**Exercise objective**
Rewrite the entries below with every "keypoint" changed to "marker", keeping everything else the same.

**Records**
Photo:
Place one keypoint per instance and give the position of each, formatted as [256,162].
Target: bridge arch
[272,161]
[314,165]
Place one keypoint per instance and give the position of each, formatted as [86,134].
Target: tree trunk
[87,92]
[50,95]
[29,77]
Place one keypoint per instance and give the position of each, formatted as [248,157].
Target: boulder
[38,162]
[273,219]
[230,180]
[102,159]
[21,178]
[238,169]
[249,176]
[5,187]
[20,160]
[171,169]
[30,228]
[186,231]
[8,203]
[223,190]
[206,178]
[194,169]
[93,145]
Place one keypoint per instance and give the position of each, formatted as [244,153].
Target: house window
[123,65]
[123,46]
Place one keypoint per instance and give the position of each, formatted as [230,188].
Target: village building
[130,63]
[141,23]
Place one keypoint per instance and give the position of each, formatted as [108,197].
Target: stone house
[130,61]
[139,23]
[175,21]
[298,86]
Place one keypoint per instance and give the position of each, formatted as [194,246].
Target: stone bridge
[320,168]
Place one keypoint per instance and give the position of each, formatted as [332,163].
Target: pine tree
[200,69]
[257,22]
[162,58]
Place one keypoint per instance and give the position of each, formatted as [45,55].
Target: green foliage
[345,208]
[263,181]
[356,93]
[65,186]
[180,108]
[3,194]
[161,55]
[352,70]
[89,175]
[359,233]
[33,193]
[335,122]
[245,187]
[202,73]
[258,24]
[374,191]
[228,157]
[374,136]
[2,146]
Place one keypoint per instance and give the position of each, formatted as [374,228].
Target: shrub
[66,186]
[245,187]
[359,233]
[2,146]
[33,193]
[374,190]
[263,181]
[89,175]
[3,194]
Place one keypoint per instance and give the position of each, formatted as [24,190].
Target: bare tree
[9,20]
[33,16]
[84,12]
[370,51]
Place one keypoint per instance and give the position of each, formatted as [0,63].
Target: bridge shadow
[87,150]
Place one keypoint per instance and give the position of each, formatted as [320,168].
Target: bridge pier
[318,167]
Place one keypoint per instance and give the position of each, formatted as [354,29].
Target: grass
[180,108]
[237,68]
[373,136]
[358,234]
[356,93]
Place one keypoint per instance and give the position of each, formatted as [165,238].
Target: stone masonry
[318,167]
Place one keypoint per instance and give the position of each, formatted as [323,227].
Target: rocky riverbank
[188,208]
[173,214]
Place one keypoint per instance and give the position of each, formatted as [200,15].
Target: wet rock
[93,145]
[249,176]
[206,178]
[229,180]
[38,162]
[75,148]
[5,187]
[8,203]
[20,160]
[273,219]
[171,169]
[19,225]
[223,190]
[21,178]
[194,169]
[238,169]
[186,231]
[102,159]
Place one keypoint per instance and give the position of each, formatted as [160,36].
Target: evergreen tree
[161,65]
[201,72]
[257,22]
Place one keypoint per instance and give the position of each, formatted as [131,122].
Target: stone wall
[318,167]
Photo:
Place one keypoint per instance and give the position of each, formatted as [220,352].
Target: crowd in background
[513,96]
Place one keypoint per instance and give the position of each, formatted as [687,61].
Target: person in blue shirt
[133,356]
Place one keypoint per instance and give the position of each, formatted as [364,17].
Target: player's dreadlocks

**Output of the task**
Photo:
Place one marker per instance and give the position of each, formatted as [256,162].
Target: bridge arch
[272,161]
[314,165]
Place one marker per instance and give the position of each, formatted as [86,134].
Target: tree trunk
[87,92]
[50,95]
[29,77]
Place one marker per instance and give the position of each, formatted as [248,157].
Target: boulder
[38,162]
[273,219]
[230,180]
[102,159]
[21,178]
[238,169]
[249,176]
[5,187]
[20,160]
[171,169]
[30,228]
[186,231]
[8,203]
[223,190]
[206,178]
[194,169]
[93,145]
Place one marker per instance and give the position of each, formatted as [244,153].
Target: house window
[123,65]
[123,46]
Place one marker per instance and give the position of each, formatted as [230,188].
Target: village building
[130,63]
[141,23]
Place one marker per instance and give the position of each, formatted as [108,197].
Target: stone house
[130,61]
[139,23]
[175,21]
[298,86]
Place one marker per instance and give the position of each, formatted as [194,246].
Target: stone bridge
[320,168]
Place one marker per instance and give the position of each, formatted as [332,163].
Target: pine tree
[200,69]
[257,22]
[162,58]
Place one marker per instance and give the position of each, formatted as [45,55].
Target: green foliage
[345,208]
[263,181]
[356,93]
[65,186]
[180,108]
[3,194]
[161,55]
[352,70]
[89,175]
[359,233]
[33,193]
[335,122]
[245,187]
[202,73]
[258,24]
[374,191]
[228,157]
[374,136]
[2,146]
Place one marker per instance and give the position of each, formatted as [374,228].
Target: shrub
[66,186]
[245,187]
[359,233]
[2,146]
[33,193]
[374,190]
[263,181]
[89,175]
[3,194]
Place one marker per instance and give the position of each, formatted as [24,190].
Target: bare tree
[9,20]
[33,16]
[84,12]
[370,51]
Place one marker per instance and give the position of each, formatted as [0,63].
Target: bridge shadow
[87,150]
Place one marker per instance and give the position of each, formatted as [320,168].
Target: bridge pier
[318,167]
Place one marker per instance and give the position of each, formatted as [354,29].
Target: grass
[180,108]
[237,68]
[373,136]
[358,234]
[356,93]
Place one marker per instance and give the position of each, formatted as [165,238].
Target: stone masonry
[318,167]
Place one marker per instance and give the position of each, formatted as [323,227].
Target: rocky riverbank
[188,208]
[173,214]
Place one marker per instance and give the position of each, formatted as [200,15].
Target: wet rock
[93,145]
[249,176]
[206,178]
[229,180]
[38,162]
[75,148]
[5,187]
[8,203]
[20,160]
[273,219]
[171,169]
[19,225]
[223,190]
[21,178]
[194,169]
[238,169]
[186,231]
[102,159]
Place one marker per instance and give the position of each, formatted as [160,36].
Target: evergreen tree
[161,65]
[201,72]
[257,22]
Place one marker per instance and give the position of each, formatted as [131,122].
Target: stone wall
[318,167]
Photo:
Place one marker per instance and give the position of each, formatted as [220,352].
Target: crowd in background
[513,96]
Place one marker per instance and give the position of each, formatted as [687,61].
Target: person in blue shirt
[133,356]
Place one marker per instance and give the position of each, formatted as [364,17].
Target: player's dreadlocks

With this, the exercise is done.